* SÉRIE D'EXERCICES *
**1)** D'après l'extrait de page sur les Beatles, quel photographe a dirigé la séance photo destinée à la compilation Yesterday and Today ?
**2)** Dans l'extrait de page sur les Beatles, reprenez le passage situé entre « Comme toute industrie, celle » et « Today des Beatles. », ces deux segments compris, en renommant « groupe Pop » en « groupe Rock ».
**3)** Les affirmations suivantes concordent-elles avec l'extrait de page sur les Beatles ? Répondez par oui ou par non, puis citez les mots de l'extrait qui tranchent.
(a) En Europe, les albums des Beatles avaient le même tracklisting en Grande-Bretagne, en Allemagne et en France.
(b) Aux États-Unis, les vinyles des Beatles comptaient plus de morceaux qu'en Europe.
(c) La photo destinée à illustrer la compilation a été demandée aux Beatles en juin 66.

* EXTRAIT DE PAGE *
- - -

Comme toute industrie, celle de la musique réserve parfois bien des surprises, même quand on est le plus grand groupe Pop de tous les temps, en témoigne l’histoire de la compilation Yesterday and Today des Beatles.
Vous vous demandez pourquoi je vous parle d’une compil, de surcroît d’un groupe qui en a des centaines à son catalogue ? Ecoutez plutôt…

En Europe, nous avons découverts les Beatles à travers les mêmes albums, cad que le tracklisting est le même en Grande-Bretagne, en Allemagne, en France etc. Idem pour les mixages signés George Martin, le producteur des 4 génies de Liverpool…

Mais aux États-Unis, c’était totalement différent. Là-bas, le nombre de morceaux gravés dans le vinyl était moindre, le son un peu différent. Capitol Records, qui distribuait pour l’Amérique les productions des Beatles, se permettait même de mélanger singles exclusivement sortis en 45T avec des titres issus d’albums différents. C’est le cas de la compilation Yesterday and Today, où l’on trouve par exemple Day Tripper et We Can Work It Out qui sont sortis en single, mais surtout des titres issus de trois albums différents, à savoir Help !, Rubber Soul et Revolver, du grand n’importe quoi si l’on enlève la notion de compilation…

Ce mépris des artistes pour répondre à un mercantilisme éhonté ne plaisait évidemment pas à John, Paul, George et Ringo. Quand on leur demande de faire une photo pour illustrer la compilation Yesterday and Today en juin 66, les Beatles se vengent… Ils signent sous la direction du photographe Robert Whitaker l’un des clichés les plus célèbres du quatuor. On les voit portant des blouses blanches de boucher, complètement morts de rire, avec des morceaux de viande et des poupées en morceaux. Complètement psychédélique, il faut dire qu’ils venaient tout juste de découvrir les substances à la mode, notamment le LSD.

- - -

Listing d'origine

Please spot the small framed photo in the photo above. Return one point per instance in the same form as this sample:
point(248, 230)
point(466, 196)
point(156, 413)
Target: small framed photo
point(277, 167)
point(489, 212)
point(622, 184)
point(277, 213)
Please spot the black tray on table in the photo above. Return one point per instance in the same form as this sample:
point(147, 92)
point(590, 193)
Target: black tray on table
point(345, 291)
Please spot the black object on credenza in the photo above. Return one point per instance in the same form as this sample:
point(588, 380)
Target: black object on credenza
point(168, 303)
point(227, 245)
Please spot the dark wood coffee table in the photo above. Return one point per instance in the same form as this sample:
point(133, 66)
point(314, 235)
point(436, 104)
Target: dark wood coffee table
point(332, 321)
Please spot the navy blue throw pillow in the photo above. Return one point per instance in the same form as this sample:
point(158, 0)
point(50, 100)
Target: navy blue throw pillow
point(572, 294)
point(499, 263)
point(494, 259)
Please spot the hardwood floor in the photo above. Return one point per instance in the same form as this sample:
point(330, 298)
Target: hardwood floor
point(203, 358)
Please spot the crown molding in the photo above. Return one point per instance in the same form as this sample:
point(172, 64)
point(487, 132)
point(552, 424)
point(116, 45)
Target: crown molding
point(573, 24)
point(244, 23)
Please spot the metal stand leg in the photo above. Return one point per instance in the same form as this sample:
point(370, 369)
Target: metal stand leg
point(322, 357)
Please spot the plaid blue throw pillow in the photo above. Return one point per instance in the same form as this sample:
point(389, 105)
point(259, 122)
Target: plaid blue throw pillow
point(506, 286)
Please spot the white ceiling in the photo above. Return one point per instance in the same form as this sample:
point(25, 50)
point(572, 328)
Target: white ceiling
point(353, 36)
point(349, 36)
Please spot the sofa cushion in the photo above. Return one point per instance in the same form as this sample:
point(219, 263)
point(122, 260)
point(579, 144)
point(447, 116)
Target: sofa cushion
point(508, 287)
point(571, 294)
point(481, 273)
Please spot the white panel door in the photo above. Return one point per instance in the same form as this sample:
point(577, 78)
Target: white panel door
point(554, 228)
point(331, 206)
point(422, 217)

- - -

* RÉPONSES ATTENDUES *
**1)** Robert Whitaker.

**2)**
Comme toute industrie, celle de la musique réserve parfois bien des surprises, même quand on est le plus grand groupe Rock de tous les temps, en témoigne l’histoire de la compilation Yesterday and Today des Beatles.

**3)**
(a) Oui : « le tracklisting est le même en Grande-Bretagne, en Allemagne, en France etc. »
(b) Non : « le nombre de morceaux gravés dans le vinyl était moindre »
(c) Oui : « Quand on leur demande de faire une photo pour illustrer la compilation Yesterday and Today en juin 66 »